Extract:
Cats and balconies are a risky mix. Cats are born adventurers and might see a second or even third floor balcony as a gate to the outside world. Although cats are good at balancing on railings, they could get a fright and fall, or see a passing bird and instinctively pounce.
Vets tell too many sad stories of cats who have lived successfully with unrestricted balcony access for years, only to suffer a tragic accident later in their lives. It only takes one slip. The old adage that ‘cats always land on their feet’ is simply not true. Falls often result in broken limbs, jaws, or pelvic bones, as well as causing internal injury, which is not always immediately apparent. Some falls can be fatal.
Fortunately, balconies can be adapted easily and inexpensively to become spaces where cats can safely enjoy outdoor time. Enclosed balcony access enables cats to experience the outside world safely. Exposure to fresh air and sunshine, breezes and scents, and neighbourhood sights and noises are all psychologically beneficial for feline health.

Data section:
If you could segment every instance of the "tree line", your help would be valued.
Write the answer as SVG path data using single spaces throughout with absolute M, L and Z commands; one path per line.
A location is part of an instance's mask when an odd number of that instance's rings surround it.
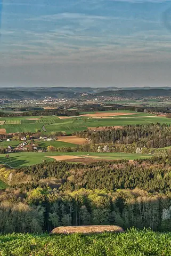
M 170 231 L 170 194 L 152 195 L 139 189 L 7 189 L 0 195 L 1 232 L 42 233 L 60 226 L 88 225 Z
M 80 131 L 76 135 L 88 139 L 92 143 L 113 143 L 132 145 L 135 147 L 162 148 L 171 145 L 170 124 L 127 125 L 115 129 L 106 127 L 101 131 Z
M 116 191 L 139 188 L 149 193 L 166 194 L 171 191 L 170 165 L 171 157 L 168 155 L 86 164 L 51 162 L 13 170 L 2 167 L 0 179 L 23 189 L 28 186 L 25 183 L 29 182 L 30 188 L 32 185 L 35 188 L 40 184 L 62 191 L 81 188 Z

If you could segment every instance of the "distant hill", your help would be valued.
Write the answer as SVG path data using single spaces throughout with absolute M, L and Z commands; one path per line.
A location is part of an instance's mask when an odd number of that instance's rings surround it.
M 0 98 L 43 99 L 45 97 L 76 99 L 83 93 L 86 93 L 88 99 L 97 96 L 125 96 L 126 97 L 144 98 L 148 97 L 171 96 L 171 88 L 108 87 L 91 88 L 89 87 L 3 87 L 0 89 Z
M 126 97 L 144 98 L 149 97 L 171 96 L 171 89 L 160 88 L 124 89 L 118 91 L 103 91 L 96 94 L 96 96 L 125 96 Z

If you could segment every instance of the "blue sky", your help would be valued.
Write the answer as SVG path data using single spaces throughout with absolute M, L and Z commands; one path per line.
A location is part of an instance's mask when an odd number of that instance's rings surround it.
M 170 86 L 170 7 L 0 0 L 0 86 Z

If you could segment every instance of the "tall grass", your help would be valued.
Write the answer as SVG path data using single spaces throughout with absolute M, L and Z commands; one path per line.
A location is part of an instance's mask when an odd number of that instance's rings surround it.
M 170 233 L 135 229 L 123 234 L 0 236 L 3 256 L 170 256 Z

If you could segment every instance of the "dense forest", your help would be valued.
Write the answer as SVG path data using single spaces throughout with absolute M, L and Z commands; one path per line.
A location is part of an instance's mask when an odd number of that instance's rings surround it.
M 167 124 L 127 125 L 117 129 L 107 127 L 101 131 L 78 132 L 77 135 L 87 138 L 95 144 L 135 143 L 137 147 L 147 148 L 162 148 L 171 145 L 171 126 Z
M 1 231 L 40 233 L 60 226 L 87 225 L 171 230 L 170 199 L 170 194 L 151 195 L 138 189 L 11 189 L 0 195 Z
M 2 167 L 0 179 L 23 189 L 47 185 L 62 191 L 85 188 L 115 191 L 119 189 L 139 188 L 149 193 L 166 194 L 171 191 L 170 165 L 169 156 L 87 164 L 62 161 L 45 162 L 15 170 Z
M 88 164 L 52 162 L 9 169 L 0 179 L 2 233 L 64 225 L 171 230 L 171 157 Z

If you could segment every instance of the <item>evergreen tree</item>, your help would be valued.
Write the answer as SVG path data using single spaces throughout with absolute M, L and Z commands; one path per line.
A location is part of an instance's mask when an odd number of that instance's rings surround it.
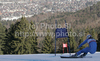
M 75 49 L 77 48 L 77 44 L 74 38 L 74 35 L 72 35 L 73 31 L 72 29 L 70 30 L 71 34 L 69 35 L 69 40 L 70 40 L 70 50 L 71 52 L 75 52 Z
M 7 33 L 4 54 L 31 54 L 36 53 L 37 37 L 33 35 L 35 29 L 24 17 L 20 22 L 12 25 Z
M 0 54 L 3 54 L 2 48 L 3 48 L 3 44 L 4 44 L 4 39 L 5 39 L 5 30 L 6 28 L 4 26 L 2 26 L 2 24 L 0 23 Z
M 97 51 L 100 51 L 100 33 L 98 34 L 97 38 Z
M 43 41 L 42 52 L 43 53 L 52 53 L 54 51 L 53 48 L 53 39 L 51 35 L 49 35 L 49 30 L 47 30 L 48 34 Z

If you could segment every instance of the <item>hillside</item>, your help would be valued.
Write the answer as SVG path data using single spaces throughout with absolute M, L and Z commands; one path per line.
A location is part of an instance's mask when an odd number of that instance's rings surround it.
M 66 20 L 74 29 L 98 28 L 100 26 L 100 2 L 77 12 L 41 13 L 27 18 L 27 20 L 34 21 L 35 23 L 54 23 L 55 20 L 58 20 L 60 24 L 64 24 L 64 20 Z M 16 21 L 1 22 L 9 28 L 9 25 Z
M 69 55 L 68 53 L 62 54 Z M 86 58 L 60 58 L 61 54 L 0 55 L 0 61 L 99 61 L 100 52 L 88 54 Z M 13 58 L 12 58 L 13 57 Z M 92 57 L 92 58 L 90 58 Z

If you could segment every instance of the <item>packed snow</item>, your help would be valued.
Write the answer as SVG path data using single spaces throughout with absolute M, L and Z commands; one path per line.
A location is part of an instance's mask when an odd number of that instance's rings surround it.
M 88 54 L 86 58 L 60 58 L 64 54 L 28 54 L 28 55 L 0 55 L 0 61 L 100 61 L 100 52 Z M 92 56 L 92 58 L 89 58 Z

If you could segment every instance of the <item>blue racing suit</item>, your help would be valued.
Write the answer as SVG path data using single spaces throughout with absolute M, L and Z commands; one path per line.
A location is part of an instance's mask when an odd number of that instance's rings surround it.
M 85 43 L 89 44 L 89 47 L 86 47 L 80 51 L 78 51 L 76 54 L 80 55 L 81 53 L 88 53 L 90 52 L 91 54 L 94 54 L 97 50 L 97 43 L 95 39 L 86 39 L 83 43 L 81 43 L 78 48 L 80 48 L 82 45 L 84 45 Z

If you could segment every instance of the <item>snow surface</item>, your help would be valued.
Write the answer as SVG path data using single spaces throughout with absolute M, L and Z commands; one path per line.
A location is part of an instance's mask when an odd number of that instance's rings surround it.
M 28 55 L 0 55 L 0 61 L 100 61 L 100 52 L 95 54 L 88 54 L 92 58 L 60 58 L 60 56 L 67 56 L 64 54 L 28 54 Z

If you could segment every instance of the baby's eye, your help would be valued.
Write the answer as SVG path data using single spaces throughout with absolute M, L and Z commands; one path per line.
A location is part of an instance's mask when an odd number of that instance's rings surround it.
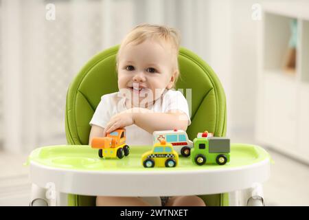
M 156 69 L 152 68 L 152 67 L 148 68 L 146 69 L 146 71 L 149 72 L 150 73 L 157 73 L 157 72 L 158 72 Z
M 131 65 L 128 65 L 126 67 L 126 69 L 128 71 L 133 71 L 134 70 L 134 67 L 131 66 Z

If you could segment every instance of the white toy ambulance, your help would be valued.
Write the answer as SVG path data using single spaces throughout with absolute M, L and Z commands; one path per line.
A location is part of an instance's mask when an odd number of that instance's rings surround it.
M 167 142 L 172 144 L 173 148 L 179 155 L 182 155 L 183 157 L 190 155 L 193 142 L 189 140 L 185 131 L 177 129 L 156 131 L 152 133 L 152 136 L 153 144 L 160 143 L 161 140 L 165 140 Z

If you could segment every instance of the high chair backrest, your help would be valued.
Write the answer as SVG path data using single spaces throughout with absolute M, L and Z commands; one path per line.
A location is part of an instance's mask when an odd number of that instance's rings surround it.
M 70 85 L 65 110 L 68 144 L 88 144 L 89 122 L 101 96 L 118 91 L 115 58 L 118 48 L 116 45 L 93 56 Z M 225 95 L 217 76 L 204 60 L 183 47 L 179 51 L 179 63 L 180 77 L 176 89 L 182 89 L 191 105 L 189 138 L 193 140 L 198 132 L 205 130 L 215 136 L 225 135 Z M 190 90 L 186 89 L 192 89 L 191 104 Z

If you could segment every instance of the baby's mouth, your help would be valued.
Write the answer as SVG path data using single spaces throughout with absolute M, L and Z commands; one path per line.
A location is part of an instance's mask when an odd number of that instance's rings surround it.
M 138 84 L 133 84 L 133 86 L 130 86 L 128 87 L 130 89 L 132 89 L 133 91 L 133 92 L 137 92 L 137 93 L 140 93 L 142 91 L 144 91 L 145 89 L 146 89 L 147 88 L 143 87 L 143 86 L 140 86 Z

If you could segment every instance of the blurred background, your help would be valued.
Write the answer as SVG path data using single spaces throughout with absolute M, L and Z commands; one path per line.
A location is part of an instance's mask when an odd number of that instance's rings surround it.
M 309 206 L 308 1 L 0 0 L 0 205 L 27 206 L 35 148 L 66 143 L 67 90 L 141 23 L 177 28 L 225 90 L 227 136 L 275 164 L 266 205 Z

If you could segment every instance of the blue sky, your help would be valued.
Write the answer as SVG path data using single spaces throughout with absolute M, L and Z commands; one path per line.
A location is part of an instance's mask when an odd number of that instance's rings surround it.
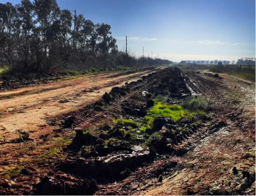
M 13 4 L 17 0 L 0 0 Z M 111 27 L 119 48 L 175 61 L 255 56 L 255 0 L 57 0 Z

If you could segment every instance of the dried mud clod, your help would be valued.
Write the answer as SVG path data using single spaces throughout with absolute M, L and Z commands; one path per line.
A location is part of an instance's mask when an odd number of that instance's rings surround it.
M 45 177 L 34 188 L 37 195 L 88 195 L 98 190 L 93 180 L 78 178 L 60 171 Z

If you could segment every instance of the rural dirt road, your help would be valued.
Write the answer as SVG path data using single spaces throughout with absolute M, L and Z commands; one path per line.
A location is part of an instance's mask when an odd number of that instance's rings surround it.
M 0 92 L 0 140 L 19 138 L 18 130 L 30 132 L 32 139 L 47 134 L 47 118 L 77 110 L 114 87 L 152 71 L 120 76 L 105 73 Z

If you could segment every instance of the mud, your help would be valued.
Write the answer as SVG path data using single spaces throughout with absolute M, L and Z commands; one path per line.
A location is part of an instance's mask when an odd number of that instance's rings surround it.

Instructions:
**A)** Using the text on cats and balconies, decide whether each statement agrees with it, answering yes or no and quoting the deciding words: (i) Falls can leave a cat with a broken jaw. (ii) Making a balcony safe for a cat costs a lot. (iii) Injuries from a fall always show right away.
**B)** List every outdoor experience that the text on cats and balconies says is good for a cat's state of mind.
You won't need the items for anything here.

Solved tasks:
**A)**
(i) Yes: "Falls often result in broken limbs, jaws, or pelvic bones"
(ii) No: "balconies can be adapted easily and inexpensively"
(iii) No: "internal injury, which is not always immediately apparent"

**B)**
- fresh air
- sunshine
- breezes
- scents
- neighbourhood sights
- neighbourhood noises